_DATA UNDER STUDY_
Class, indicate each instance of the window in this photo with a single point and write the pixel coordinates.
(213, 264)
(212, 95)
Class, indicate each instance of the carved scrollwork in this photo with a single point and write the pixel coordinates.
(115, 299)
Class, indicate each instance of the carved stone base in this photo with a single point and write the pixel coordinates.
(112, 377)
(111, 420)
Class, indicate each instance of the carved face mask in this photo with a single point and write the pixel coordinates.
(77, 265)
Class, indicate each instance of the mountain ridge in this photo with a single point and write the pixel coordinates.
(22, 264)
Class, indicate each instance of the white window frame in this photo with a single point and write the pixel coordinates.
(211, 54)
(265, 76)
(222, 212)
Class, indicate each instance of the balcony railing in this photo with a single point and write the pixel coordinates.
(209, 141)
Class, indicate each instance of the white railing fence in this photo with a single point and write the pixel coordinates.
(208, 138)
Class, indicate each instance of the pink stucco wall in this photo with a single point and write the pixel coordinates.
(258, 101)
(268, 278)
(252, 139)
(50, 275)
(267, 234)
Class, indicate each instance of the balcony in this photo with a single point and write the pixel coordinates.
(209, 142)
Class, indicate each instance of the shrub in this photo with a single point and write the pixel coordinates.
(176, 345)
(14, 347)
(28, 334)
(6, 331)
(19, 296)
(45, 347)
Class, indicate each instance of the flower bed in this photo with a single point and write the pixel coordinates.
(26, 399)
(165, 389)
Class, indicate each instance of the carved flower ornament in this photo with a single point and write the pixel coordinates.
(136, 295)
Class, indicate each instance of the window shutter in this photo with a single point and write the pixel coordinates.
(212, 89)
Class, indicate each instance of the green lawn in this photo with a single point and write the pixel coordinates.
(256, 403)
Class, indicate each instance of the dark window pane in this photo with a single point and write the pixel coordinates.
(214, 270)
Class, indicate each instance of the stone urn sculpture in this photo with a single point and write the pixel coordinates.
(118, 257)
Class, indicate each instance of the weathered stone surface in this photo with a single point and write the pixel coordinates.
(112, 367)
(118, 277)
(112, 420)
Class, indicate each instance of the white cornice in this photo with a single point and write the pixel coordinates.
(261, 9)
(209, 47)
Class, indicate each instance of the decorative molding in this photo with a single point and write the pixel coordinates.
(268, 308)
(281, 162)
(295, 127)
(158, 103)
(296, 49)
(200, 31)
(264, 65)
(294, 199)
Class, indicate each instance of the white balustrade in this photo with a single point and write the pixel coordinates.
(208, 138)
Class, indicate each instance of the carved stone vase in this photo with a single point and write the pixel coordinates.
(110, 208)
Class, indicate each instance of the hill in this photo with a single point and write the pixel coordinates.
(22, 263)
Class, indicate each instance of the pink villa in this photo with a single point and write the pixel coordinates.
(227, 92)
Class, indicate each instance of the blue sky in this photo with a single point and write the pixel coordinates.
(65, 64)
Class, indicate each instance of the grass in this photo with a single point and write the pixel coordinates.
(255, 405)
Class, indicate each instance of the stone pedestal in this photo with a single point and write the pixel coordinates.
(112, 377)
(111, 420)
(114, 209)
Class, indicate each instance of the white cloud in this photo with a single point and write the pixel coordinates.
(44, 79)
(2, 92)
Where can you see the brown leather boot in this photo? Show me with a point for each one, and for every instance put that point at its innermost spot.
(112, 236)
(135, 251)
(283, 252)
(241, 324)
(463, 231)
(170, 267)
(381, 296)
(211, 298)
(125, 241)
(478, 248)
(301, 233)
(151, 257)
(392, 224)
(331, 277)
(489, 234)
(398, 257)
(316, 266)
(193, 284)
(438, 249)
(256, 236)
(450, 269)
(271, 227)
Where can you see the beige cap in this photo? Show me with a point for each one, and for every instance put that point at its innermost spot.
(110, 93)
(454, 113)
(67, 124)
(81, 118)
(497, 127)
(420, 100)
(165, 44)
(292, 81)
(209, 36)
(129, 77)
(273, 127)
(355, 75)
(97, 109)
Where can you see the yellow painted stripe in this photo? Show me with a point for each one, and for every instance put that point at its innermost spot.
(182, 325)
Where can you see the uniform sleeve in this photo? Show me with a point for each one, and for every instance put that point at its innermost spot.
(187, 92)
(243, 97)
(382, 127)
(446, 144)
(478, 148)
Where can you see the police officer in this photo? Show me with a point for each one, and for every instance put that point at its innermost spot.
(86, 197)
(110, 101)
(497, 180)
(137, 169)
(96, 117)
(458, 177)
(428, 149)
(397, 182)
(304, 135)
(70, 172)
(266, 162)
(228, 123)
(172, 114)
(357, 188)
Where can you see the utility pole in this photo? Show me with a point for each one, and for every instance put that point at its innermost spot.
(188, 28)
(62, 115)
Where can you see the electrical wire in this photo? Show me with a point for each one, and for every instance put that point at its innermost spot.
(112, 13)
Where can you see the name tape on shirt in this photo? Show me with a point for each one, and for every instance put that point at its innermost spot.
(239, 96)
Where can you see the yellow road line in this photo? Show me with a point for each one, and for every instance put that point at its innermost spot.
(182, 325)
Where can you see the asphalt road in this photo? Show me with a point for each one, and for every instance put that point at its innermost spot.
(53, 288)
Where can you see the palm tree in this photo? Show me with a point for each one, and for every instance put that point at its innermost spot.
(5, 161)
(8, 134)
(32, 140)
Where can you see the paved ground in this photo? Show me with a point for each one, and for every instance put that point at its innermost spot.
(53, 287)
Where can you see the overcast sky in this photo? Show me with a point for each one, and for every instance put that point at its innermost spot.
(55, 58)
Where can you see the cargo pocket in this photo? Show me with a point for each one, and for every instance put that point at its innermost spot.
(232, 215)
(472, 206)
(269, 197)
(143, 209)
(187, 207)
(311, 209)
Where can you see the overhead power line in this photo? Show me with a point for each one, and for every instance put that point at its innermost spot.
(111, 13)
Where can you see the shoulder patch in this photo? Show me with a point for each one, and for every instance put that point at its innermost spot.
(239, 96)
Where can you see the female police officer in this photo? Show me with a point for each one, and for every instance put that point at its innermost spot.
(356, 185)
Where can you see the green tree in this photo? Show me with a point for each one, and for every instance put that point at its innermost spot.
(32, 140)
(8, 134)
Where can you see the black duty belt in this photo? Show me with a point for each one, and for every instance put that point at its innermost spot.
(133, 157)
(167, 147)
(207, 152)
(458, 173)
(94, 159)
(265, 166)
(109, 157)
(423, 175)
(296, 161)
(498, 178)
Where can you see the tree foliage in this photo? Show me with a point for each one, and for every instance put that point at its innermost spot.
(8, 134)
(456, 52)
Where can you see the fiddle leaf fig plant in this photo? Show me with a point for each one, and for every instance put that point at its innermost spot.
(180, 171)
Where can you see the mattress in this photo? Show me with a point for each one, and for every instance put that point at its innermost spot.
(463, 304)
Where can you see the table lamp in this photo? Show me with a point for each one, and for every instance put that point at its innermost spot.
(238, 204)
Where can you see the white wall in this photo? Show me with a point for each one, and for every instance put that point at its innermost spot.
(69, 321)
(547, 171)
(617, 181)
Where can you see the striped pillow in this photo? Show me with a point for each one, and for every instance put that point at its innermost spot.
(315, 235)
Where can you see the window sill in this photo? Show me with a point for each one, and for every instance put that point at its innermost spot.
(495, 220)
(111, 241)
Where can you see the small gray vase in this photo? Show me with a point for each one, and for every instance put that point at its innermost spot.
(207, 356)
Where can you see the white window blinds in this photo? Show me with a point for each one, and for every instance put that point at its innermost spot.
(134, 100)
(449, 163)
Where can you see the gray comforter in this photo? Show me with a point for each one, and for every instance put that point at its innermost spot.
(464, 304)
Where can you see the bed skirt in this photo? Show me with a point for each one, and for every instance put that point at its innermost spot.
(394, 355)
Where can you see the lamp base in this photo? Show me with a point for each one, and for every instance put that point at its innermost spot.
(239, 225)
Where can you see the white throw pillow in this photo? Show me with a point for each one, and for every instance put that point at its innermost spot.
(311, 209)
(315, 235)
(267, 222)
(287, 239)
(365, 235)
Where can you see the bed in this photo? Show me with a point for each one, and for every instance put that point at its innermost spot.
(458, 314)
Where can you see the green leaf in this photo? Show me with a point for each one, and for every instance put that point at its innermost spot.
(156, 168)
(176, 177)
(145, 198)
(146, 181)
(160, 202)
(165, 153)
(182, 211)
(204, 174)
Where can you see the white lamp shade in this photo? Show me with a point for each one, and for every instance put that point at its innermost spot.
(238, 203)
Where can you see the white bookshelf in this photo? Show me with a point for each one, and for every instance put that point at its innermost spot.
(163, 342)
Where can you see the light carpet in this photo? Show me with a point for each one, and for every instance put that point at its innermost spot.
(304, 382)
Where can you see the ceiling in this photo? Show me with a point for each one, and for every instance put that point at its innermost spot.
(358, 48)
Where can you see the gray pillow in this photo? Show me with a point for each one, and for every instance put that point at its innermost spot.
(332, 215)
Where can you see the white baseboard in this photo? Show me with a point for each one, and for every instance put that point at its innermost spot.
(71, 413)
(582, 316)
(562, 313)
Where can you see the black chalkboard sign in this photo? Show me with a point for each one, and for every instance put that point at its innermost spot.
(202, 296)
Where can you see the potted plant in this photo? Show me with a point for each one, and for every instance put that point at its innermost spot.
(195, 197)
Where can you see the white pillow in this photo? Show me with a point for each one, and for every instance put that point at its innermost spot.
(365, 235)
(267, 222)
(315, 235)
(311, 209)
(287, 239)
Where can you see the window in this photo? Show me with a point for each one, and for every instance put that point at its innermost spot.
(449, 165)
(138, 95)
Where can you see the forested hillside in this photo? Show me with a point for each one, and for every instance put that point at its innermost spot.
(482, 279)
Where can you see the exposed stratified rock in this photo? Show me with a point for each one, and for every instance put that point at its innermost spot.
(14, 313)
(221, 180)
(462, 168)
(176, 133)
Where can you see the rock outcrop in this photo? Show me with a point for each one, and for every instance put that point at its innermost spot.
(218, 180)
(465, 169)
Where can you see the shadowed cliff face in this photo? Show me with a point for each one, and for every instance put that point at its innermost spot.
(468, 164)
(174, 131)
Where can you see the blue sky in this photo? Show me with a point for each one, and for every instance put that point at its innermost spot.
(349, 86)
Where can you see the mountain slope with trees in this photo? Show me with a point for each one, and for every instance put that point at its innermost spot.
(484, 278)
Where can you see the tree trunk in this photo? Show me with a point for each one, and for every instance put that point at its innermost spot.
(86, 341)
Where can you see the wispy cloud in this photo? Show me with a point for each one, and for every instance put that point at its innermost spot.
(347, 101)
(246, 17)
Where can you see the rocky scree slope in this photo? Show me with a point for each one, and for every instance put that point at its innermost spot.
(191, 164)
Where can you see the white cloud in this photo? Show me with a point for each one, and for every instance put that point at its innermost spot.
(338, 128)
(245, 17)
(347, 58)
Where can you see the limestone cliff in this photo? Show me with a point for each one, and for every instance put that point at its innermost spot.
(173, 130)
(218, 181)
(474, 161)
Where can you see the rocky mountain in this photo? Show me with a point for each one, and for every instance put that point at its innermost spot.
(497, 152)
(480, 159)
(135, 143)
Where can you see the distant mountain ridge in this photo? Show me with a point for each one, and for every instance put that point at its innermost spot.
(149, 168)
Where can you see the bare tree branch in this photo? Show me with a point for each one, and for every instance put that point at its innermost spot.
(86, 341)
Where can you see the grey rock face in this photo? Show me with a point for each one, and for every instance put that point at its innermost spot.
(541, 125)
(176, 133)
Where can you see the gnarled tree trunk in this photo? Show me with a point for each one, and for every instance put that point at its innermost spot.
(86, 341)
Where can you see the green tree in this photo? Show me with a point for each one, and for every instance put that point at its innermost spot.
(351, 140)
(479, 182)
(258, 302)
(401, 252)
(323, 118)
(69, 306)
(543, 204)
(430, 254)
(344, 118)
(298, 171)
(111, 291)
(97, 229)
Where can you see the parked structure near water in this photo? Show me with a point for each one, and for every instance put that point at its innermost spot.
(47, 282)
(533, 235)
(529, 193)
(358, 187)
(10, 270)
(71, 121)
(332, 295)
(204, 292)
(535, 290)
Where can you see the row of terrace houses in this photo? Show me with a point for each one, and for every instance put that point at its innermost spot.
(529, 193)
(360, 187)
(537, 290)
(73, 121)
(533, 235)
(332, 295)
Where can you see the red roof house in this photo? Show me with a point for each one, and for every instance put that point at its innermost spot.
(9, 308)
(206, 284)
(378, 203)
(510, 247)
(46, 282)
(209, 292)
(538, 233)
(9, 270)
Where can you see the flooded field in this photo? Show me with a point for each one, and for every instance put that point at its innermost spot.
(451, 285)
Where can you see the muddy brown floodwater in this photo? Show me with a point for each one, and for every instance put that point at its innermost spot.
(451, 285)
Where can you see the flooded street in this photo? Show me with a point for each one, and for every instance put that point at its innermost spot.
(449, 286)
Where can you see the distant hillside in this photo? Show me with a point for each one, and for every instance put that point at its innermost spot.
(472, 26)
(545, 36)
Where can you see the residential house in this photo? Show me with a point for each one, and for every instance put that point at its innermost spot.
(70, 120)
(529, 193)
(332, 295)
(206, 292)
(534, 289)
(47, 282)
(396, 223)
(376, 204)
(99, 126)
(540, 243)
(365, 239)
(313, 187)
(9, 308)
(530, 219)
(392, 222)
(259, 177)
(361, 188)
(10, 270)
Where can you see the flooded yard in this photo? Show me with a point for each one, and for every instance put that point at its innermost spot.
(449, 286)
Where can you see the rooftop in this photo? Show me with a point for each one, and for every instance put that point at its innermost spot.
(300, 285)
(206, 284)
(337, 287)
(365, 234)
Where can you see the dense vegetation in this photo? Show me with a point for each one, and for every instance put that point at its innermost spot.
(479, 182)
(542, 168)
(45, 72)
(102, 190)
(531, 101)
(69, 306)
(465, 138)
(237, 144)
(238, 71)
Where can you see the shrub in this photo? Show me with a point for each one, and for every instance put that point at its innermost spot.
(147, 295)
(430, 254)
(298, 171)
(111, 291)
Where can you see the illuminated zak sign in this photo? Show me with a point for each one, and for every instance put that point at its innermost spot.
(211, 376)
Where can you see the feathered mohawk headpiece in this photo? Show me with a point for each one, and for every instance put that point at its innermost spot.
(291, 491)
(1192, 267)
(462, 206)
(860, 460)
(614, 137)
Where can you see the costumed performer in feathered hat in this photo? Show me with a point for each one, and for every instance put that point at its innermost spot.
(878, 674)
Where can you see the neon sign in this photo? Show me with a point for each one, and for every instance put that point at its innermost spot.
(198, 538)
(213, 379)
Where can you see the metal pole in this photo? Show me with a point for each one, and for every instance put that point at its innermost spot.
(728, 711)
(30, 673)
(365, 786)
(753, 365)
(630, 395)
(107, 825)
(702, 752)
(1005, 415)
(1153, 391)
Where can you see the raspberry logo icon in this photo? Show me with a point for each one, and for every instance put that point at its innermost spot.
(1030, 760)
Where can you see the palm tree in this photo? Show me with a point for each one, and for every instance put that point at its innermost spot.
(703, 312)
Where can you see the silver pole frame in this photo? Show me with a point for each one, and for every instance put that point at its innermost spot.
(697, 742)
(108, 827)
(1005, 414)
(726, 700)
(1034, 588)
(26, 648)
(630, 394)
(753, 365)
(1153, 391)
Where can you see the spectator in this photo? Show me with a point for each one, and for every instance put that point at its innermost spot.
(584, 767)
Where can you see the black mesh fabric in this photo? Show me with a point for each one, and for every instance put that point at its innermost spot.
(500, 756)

_WORK REQUIRED_
Print exactly and only the lines that start at the line with "Where can you see the raspberry" and run through the end of the listing above.

_RESPONSE BELOW_
Where can you see the raspberry logo icon in this photo? Show me with a point for each one, and for every instance put that point at its innermost spot.
(1030, 760)
Where can you see the palm tree in this photo? Show me with a point for each one, and for every instance put that point at its innermost spot.
(703, 312)
Where can you see the silver pole frame in this photo? Show me with a point for each one, and for every instance put that point at its innermost spot.
(697, 742)
(108, 827)
(1005, 414)
(726, 700)
(1034, 588)
(26, 648)
(630, 394)
(753, 365)
(1153, 391)
Where can you see the spectator in this photo? Show me with a point for each one, and for every instance put that point at its innermost spot.
(584, 767)
Where can you see the black mesh fabric in this photo? Show me with a point for each one, and for every instance put that point at its innermost spot.
(500, 756)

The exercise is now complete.